▶ TAREFA PROPOSTA
Prossiga o excerto sobre a falta de liquidez das obrigações a 10 anos, a partir da última frase nele apresentada.

▶ EXCERTO DO DOCUMENTO

Quanto à segunda diferença, também esta de relevo, relaciona-se com a sua falta de liquidez – tratando-se de obrigações a 10 anos, o reembolso do capital só seria possível ao fim de 10 anos, a efetuar em maio de 2016 – o reembolso antecipado só seria possível a partir do 5º ano, e sujeito a acordo prévio do Banco de Portugal.
No caso em apreço, a Ré desvalorizou por completo tal informação, ao afirmar-lhe que “poderia dispor do capital investido quando assim o entendesse”, o que não é, de todo, verdade.
Enquanto nos depósitos a prazo, o dinheiro poderia ser resgatado, em qualquer altura, por mera manifestação de vontade perante o banco. Com efeito, ainda que não totalmente disponíveis, qualquer banco admite a sua mobilização antecipada ou resgate sendo a contrapartida da perda de juros Vasco da Gama Lobo Xavier e Maria Ângela Coelho, “Acórdão do Supremo Tribunal de Justiça de 5 de março de 1987 – Depósito Bancário a prazo, levantamento antecipado – Anotação, RDE nº14, 1988, pp. 281-315. Nestas “Obrigações ... 2006”, a disponibilização do capital estaria sempre dependente do seu “endosso” a terceiros o que pressupunha a existência de interessados na respetiva aquisição, endosso este que poderá até ter ocorrido com alguma facilidade durante algum tempo, até a situação financeira da emitente ser tornada pública.
De qualquer modo, o potencial investidor teria sempre o direito a conhecer todos os dados da questão para que pudesse ele próprio “avaliar” o risco envolvido na operação e decidir se estava, de facto, por mínimo que fosse (e não era), disposto a corrê-lo.

[Registos do conjunto de anotações de pontos]

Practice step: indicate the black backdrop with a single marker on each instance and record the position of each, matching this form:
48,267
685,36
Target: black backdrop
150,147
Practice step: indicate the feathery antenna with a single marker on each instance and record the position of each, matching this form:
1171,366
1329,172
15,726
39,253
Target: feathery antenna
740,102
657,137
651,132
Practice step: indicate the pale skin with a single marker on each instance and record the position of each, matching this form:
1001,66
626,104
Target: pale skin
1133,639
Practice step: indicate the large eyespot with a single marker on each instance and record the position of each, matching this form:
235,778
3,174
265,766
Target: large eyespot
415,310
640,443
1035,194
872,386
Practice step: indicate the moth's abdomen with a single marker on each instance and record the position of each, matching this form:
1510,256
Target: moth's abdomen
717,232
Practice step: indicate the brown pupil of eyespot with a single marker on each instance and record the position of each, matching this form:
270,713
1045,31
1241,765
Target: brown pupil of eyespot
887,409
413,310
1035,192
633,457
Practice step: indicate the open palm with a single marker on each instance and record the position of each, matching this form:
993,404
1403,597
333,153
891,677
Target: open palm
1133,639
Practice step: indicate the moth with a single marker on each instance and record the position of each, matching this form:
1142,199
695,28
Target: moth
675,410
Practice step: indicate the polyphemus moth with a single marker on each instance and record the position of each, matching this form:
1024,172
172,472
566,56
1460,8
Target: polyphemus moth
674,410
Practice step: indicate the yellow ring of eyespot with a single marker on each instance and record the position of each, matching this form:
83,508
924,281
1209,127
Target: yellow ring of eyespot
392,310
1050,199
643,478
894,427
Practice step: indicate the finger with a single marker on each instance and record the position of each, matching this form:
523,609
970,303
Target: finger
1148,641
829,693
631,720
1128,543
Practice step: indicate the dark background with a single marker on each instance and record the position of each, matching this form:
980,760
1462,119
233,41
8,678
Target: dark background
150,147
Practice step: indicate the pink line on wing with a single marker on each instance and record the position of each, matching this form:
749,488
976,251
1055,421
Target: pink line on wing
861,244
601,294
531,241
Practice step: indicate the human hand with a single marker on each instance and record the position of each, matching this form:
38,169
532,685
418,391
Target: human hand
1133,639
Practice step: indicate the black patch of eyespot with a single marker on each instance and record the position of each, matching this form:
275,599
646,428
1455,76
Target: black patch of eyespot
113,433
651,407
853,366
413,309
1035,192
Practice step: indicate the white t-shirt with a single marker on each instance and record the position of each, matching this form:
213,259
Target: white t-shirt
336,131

▶ RESPOSTA AO EXERCÍCIO
Como salienta Sofia Nascimento Rodrigues, o risco existirá sempre. “A proteção a conferir aos investidores não pode, naturalmente, eliminar os riscos próprios de cada mercado nem garantir o resultado económico do investimento. Mas pode e deve permitir aos investidores identificarem esses riscos e valorizá-los na sua concreta configuração “A Protecção dos Investidores em Valores Mobiliários”, CMVM, Almedina, p. 34.”. Desde que o investidor esteja defendido contra vícios de informação posta ao seu dispor, é sobre ele que recai o ónus da decisão.
A decisão do investidor pode ser errada, mas tem de ser uma decisão esclarecida. A lei e o mercado devem assegurar ao investidor a informação necessária para o habilitar dos conhecimentos necessários que lhe permitam tomar, por si próprio, uma decisão de investimento esclarecida Sofia Nascimento Rodrigues, obra citada, pp. 33-34.
E quanto maior for a complexidade do negócio, mais completa deve ser a informação a disponibilizar ao investidor. De igual modo, quanto maior for o risco envolvido no negócio em causa, maior deve ser o rol de elementos informativos a disponibilizar ao investidor. Gonçalo André Castilho dos Santos apela à distinção entre os riscos especiais e os riscos gerais, sendo que, no primeiro grupo poderão estar em causa caraterísticas específicas ligadas à utilização de determinante indexante compósito ou à própria estrutura do instrumento financeiro; e, para o segundo grupo, riscos de variação natural dos mercados de valores mobiliários, risco de insolvência ou impacto da gestão empresarial sobre cotação de ações de determinado emitente.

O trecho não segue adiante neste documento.